*Aim of the task*. Format every line of the rows below as a JSON list of strings, one string per line and no entries for blank lines. Omit the pictures from the list.

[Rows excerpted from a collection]
* * *
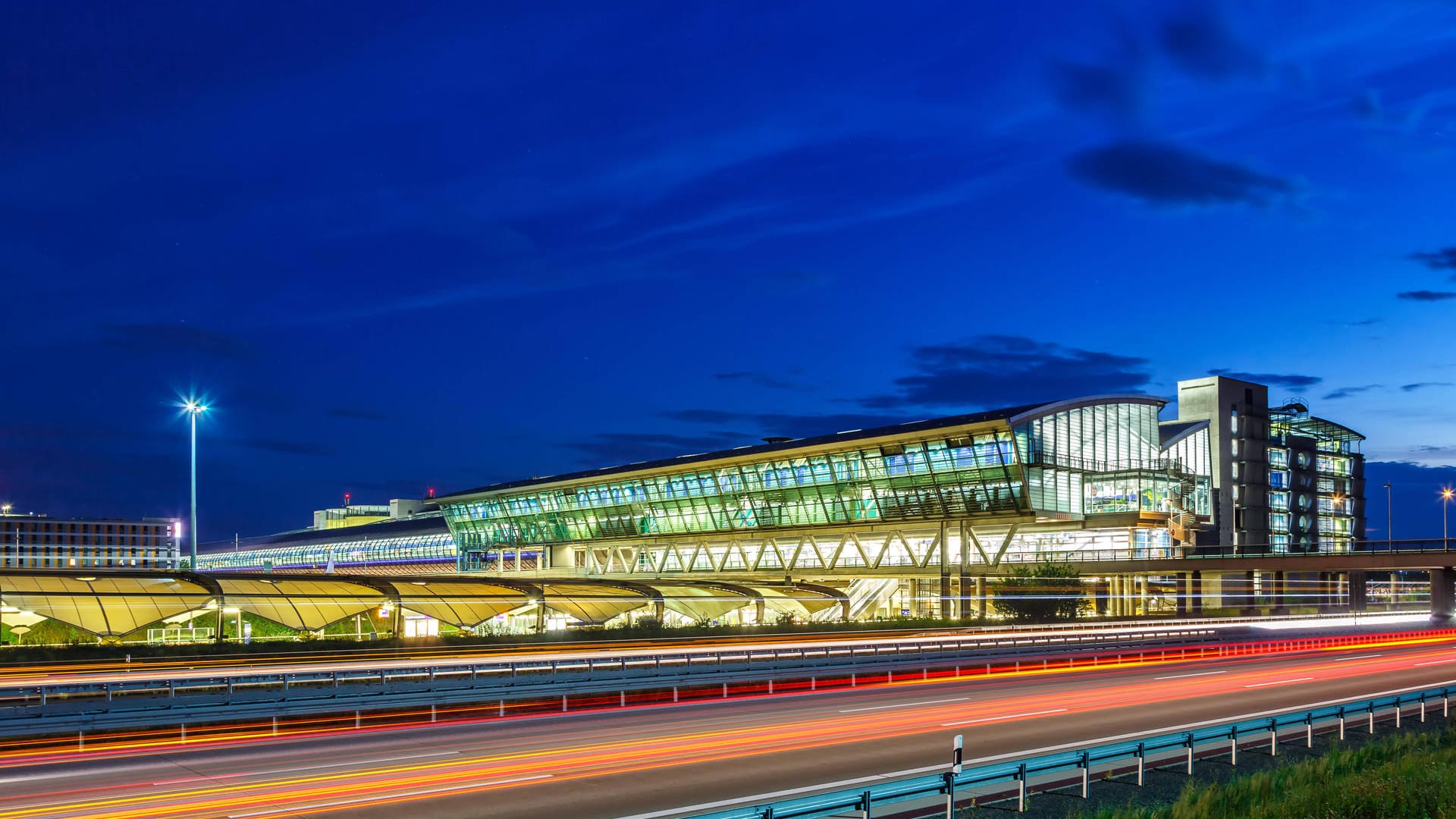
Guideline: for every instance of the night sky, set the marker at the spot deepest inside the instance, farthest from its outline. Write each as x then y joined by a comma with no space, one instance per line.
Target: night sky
410,245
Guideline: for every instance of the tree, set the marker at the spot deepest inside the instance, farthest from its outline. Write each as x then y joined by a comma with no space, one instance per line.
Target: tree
1046,592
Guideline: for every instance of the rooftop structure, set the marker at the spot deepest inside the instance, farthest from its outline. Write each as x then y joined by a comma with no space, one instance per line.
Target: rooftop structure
36,541
410,538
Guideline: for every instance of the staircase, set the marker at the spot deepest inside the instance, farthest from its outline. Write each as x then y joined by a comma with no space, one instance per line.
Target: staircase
1183,522
867,592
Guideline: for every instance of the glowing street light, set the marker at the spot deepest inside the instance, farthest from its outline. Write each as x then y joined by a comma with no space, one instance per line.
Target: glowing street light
1446,502
194,409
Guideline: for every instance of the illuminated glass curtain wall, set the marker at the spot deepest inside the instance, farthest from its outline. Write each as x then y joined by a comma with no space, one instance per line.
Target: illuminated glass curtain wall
954,477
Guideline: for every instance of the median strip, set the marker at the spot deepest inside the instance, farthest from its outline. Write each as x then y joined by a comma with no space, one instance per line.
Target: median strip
388,798
999,719
903,704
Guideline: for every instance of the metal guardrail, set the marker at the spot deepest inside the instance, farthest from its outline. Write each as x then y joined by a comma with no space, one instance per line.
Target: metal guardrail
149,701
1014,781
532,687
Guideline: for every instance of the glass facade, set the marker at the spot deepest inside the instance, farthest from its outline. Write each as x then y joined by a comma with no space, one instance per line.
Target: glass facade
952,477
362,551
1109,458
1094,458
1316,484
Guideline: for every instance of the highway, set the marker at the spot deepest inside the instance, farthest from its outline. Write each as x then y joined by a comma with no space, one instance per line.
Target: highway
202,667
658,758
210,667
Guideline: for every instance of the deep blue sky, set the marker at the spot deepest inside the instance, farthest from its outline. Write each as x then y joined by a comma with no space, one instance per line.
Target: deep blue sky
438,245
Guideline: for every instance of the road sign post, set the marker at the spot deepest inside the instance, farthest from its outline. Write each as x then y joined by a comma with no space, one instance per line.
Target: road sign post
949,777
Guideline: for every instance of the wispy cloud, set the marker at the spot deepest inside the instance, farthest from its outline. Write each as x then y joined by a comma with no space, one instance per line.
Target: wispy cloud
174,337
1008,369
1348,391
1168,174
758,379
1201,44
1424,385
1427,295
1273,379
1443,259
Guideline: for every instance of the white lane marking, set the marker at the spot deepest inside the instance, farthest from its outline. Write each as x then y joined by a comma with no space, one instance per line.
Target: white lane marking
1183,675
306,768
840,784
1001,717
1279,682
1027,754
905,704
386,796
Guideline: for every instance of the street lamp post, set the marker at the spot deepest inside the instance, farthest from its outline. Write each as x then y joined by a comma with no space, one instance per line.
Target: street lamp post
1446,502
194,410
1389,519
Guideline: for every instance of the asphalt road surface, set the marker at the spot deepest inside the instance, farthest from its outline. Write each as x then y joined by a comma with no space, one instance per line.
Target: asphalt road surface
658,760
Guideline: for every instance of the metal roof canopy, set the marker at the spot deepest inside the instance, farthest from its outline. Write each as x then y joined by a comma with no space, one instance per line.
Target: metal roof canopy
107,604
118,602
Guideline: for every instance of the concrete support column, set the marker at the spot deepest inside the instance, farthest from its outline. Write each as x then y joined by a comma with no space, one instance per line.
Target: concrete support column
1443,595
1280,604
1357,592
946,599
965,608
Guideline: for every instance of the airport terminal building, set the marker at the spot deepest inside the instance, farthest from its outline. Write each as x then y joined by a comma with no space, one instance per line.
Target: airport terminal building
1082,479
908,519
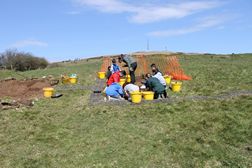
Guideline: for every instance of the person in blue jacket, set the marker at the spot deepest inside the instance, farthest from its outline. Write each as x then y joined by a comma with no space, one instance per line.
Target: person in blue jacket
114,67
115,91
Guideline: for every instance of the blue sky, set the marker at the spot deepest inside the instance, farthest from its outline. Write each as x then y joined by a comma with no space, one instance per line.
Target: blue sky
68,29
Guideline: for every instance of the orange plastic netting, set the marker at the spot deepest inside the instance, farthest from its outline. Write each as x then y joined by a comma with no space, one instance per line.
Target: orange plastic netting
168,65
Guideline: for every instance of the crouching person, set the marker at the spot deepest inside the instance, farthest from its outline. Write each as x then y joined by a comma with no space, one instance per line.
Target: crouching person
129,88
154,85
114,91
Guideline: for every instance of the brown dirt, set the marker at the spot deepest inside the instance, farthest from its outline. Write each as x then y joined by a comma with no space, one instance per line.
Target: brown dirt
23,90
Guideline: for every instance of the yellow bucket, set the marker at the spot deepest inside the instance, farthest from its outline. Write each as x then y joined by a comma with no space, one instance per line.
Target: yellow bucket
176,86
148,95
128,79
73,80
65,80
122,81
101,75
48,92
136,97
167,79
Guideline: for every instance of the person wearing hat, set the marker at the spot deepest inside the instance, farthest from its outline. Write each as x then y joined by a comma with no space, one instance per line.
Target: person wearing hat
131,64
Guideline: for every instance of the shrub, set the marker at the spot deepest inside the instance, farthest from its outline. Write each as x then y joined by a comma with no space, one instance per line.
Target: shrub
21,61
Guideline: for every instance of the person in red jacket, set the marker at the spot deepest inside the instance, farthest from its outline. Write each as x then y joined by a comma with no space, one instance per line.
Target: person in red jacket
115,77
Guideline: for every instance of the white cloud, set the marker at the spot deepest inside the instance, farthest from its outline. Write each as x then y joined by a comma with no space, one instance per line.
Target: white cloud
147,13
29,43
73,13
205,23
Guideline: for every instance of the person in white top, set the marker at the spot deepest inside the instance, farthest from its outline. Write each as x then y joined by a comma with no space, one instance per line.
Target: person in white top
157,74
129,87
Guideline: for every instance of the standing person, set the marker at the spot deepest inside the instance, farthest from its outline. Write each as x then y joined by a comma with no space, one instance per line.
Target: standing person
129,87
115,77
108,73
114,67
154,85
115,91
131,64
157,74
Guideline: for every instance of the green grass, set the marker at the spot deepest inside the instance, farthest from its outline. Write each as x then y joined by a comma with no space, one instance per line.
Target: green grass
67,132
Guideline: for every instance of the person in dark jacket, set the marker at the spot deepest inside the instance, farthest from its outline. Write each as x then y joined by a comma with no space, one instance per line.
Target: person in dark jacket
131,64
154,85
108,73
114,67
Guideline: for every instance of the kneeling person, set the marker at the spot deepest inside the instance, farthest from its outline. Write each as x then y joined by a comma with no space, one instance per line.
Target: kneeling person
154,85
115,91
129,87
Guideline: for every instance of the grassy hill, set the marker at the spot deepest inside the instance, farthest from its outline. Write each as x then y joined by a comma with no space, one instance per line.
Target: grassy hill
68,132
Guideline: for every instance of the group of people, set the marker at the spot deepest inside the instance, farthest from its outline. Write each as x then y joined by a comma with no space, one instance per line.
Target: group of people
152,82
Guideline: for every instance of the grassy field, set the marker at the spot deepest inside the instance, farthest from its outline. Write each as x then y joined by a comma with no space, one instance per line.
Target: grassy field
68,132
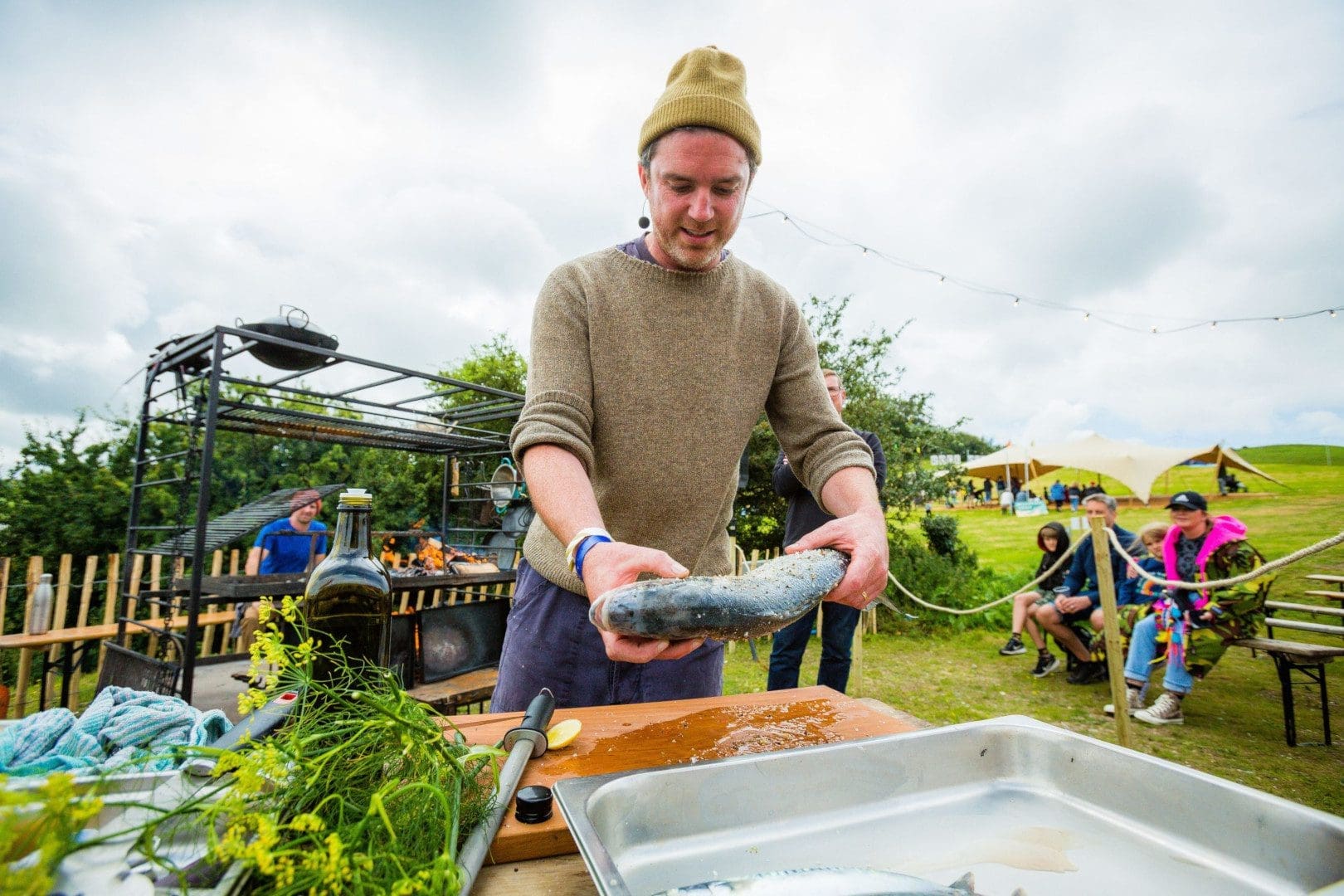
* * *
*Solution*.
[
  "Guideline: for every instance of the night sky, set the marker at the spot deepest inside the instance, farthest from its outline. Write each as x then y joined by a comma with no space, one instance per line.",
  "Target: night sky",
  "410,245",
  "Guideline: for every instance of the tree, set the marker at the spot deepest inside the instance, farthest from its outline. Write each as x then y joined by a comma with no space, one instance per line.",
  "Target: tree",
  "1046,592",
  "Guideline: for every instance of the rooftop structure, set the marker at the spot deepest inside the instance, farthest from its outline. Write each as x then y joined by a comma with no space, one instance per line.",
  "Target: rooftop structure",
  "36,541",
  "410,538",
  "Guideline: for every instance of the staircase, set the marker at the spot deepest inside the instance, farthest from its outline. Write each as x then y joined by a comma with no space, one instance per line.",
  "Target: staircase",
  "1183,522",
  "867,592",
  "Guideline: for every instance of the glowing street light, set the marker at the spot deepest inside the instance, farthest from its outline. Write each as x then y joined by a comma with no space, one instance per line.",
  "Target: glowing street light",
  "1446,502",
  "194,409",
  "Guideline: for every instance of the illuminated glass curtain wall, set the marker at the spot deepest inside the instance, farthest from its outline. Write each as x then y joined by a comma with no space, one instance per line.",
  "Target: illuminated glass curtain wall",
  "954,477",
  "Guideline: for every instance of the median strip, set the marker at the spot deepest inside the instance, farthest from its outline. Write each as x then y joined by a comma with no space, one instance per line.",
  "Target: median strip",
  "388,798",
  "999,719",
  "903,704",
  "Guideline: for every instance of the metal guardrail, set the marker at the spot deepest inside the instance, farthest from its outline. Write each as x then y joined by a comma with no space, one instance per line.",
  "Target: metal guardrail",
  "149,701",
  "1014,781",
  "532,687",
  "Guideline: for every instance of the glass facade, set the marker at the spot deepest inside the instance, farthest from its outline. Write each as x then y joined by a comma with no space, one instance per line.",
  "Target: glass facade",
  "952,477",
  "362,551",
  "1109,458",
  "1094,458",
  "1316,484",
  "Guideline: for every instance of the highway, set the marker at the spot deepest inside the instance, farthest from its outline. Write each as x then y joined by a comma with no space, one instance per line.",
  "Target: highway",
  "202,667",
  "658,758",
  "210,667",
  "Guideline: for every instance of the deep blue sky, set the marker at the spot deepest inside the instance, farthest from its outline. Write each as x then y joined by a comma with no space, one instance per line.",
  "Target: deep blue sky",
  "438,245",
  "Guideline: for every instance of the road sign post, set the marker at the spot deepest inside the instance, farthest from its outline. Write each as x then y joined by a comma with no space, one instance per line.",
  "Target: road sign post",
  "949,777",
  "Guideline: for every instance of the wispy cloud, set the marker at the spot deepest inside the instance, farthest from its outline. Write each as x then y joined by a comma with no space, one instance per line.",
  "Target: wispy cloud",
  "174,337",
  "1008,369",
  "1348,391",
  "1168,174",
  "758,379",
  "1201,44",
  "1424,385",
  "1427,295",
  "1273,379",
  "1443,259",
  "Guideline: for every instance of the white lane marking, set the marker at the spot deepest inside the instance, farthest from its outline. Write each as x then y joined by a comma with no space, one instance per line.",
  "Target: white lane marking",
  "1183,675",
  "306,768",
  "840,784",
  "1001,717",
  "1279,682",
  "1027,754",
  "905,704",
  "386,796",
  "Guideline: for every instance of the street lamp post, set the marker at the spot deepest inside the instance, farthest from its outline. Write each as x then y joined by a comma with no space, one instance per line.",
  "Target: street lamp post",
  "1446,502",
  "194,410",
  "1389,519",
  "Guideline: for every instance of the asphalt road surface, set the marker at the spot deepest inside the instance, farthest from its outline. Write each as x then y joined by a comma with no space, one instance per line.",
  "Target: asphalt road surface",
  "658,760",
  "Guideline: for every instance of the metal roof canopy, set the marker at the spot deepest inside the instance, farthest from its outline. Write each as x then y joined by a comma with no space, one instance per line.",
  "Target: metal roof canopy",
  "107,604",
  "118,602",
  "Guideline: for every instance of the concrete support column, set the marker at the spot deepest inside the instance, farthest from its outline. Write each as x then y joined by a comma with no space, one instance per line.",
  "Target: concrete support column",
  "1443,595",
  "1280,604",
  "1357,592",
  "946,599",
  "965,608",
  "Guideline: for every instance of the airport terminal building, set the marker at the spot deepest inside the instance, farthest from its outline. Write each as x then y joined by a comma with no space, one instance per line.",
  "Target: airport terminal building",
  "1082,479",
  "908,519",
  "Guideline: for every instance of the person in blue jacket, set the marker at the spot deepest inside the instance, farthest from its outline. Write each as x then y joined by a comma with no space, one instance per line.",
  "Target: person in blue jacket",
  "114,67",
  "115,91",
  "Guideline: for every instance of the blue sky, set the marker at the spot deepest inside the instance, farthest from its outline. Write each as x then y joined by a comma with no space, one instance per line.",
  "Target: blue sky",
  "68,29",
  "Guideline: for every instance of the orange plastic netting, set the marker at the spot deepest inside the instance, farthest from its outline. Write each as x then y joined by a comma with no space, one instance per line.",
  "Target: orange plastic netting",
  "168,65",
  "Guideline: for every instance of the crouching person, set the marker at the spot deepest inside the instance, farthest from its outline. Write each as x then y joined by a comma with no space, one instance per line.",
  "Target: crouching person",
  "129,88",
  "154,85",
  "114,91",
  "Guideline: for every instance of the brown dirt, set the marker at the spot deepest inside the instance, farthest from its outline. Write each as x then y joined by a comma with no space, one instance per line.",
  "Target: brown dirt",
  "23,90",
  "Guideline: for every instance of the yellow bucket, set the marker at the spot deepest inside the instance, farthest from its outline. Write each as x then y joined by a comma with no space, one instance per line.",
  "Target: yellow bucket",
  "176,86",
  "148,95",
  "128,79",
  "73,80",
  "65,80",
  "122,81",
  "101,75",
  "48,92",
  "136,97",
  "167,79",
  "Guideline: for every instance of the person wearing hat, set the marker at the spot deepest inside the instance, farthest from its outline. Write each as x then y joined by a comma with no space, one instance per line.",
  "Target: person wearing hat",
  "131,64",
  "Guideline: for every instance of the shrub, set the marker at the spot deepest inside the instance, farthest from its outline. Write each as x then y joined by a comma with no space, one instance per line.",
  "Target: shrub",
  "21,61",
  "Guideline: for every instance of the person in red jacket, set the marker at the spot deepest inside the instance, farthest from its outline. Write each as x then y joined by a comma with no space, one instance per line.",
  "Target: person in red jacket",
  "115,77",
  "Guideline: for every instance of the white cloud, set the marker at the spot deepest inside the instance, farthest from its outline. Write each as x then y joined by a comma with no space, one instance per line.",
  "Target: white cloud",
  "147,13",
  "29,43",
  "73,13",
  "205,23",
  "Guideline: for every instance of the person in white top, set the marker at the spot deepest inside the instance, farthest from its outline. Write each as x then y joined by a comma with no space, one instance per line.",
  "Target: person in white top",
  "157,74",
  "129,87",
  "Guideline: for every instance of the standing person, set the marker at the spot deepest inside the instance, farthest from its outline. Write each as x then y joined by a comma with no space, one instance per line.",
  "Target: standing person",
  "129,87",
  "115,77",
  "108,73",
  "114,67",
  "154,85",
  "115,91",
  "131,64",
  "157,74",
  "Guideline: for every instance of the green grass, set the marker at the spot deepest inside the instance, farthest from its outline. Write each as x then y joined by a comma with no space, one instance per line.",
  "Target: green grass",
  "67,132",
  "Guideline: for every instance of the person in dark jacket, set the marker at the spot deepest inside the instance, farthest from its outline. Write each as x then y joined by a comma with no space, one instance per line.",
  "Target: person in dark jacket",
  "131,64",
  "154,85",
  "108,73",
  "114,67",
  "Guideline: for every instance of the kneeling person, set the marker at the spot deepest inside the instance, farthest from its outline. Write each as x then y joined by a comma with no space, one instance per line.",
  "Target: kneeling person",
  "154,85",
  "115,91",
  "129,87",
  "Guideline: for every instance of the grassy hill, set the marker at the spot deepest inside the instance, farthest from its outline. Write each as x then y joined by a comma with no space, one instance per line.",
  "Target: grassy hill",
  "68,132",
  "Guideline: for every instance of the group of people, set the marker at the spot deepest inside the instance, farthest from its outline. Write each as x then y joined by a comma with no space, one instance per line.",
  "Target: group of people",
  "152,82",
  "Guideline: for every instance of the grassy field, set the marker at the spot deepest inside the instance, farthest from its outline. Write each as x then y joined by a comma with no space, one instance per line.",
  "Target: grassy field",
  "68,132"
]